_What the task requires_:
Output the lines below as a numbered list, skipping any blank lines and omitting the pictures.

━━━ Material shown ━━━

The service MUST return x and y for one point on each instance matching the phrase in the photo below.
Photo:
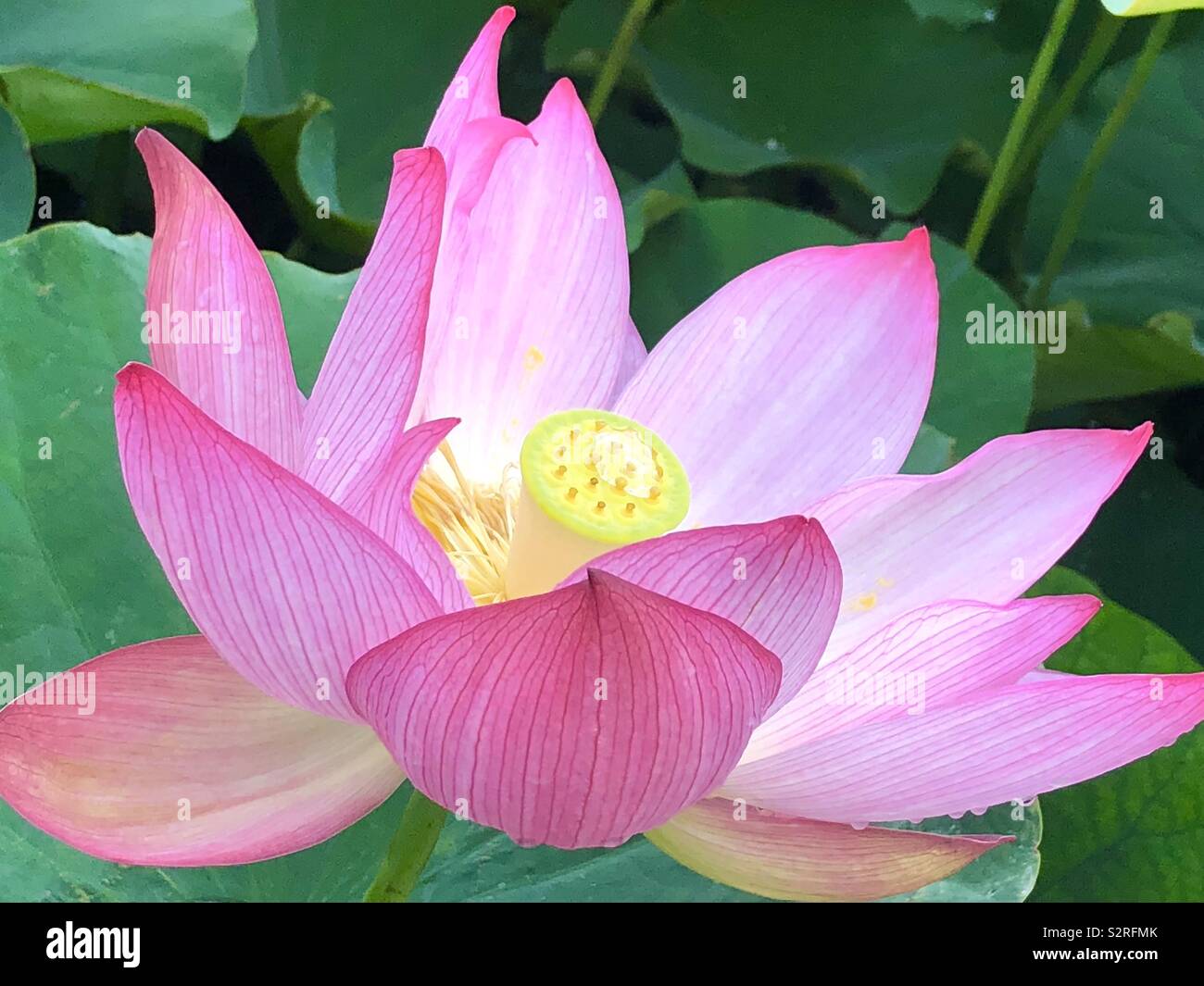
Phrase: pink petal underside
(985, 530)
(285, 586)
(529, 315)
(926, 658)
(999, 745)
(203, 261)
(370, 375)
(473, 92)
(779, 581)
(182, 762)
(797, 377)
(633, 356)
(578, 718)
(802, 860)
(382, 501)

━━━

_Output of the exercise_:
1. The service MUST return x and y for one point on each instance matching the phrase in the photo below.
2. Photo:
3. Phrase: pink petal underside
4. (985, 530)
5. (285, 586)
6. (529, 315)
7. (926, 658)
8. (999, 745)
9. (203, 261)
10. (370, 375)
11. (473, 92)
12. (779, 581)
13. (182, 762)
14. (797, 377)
15. (633, 356)
16. (578, 718)
17. (802, 860)
18. (382, 501)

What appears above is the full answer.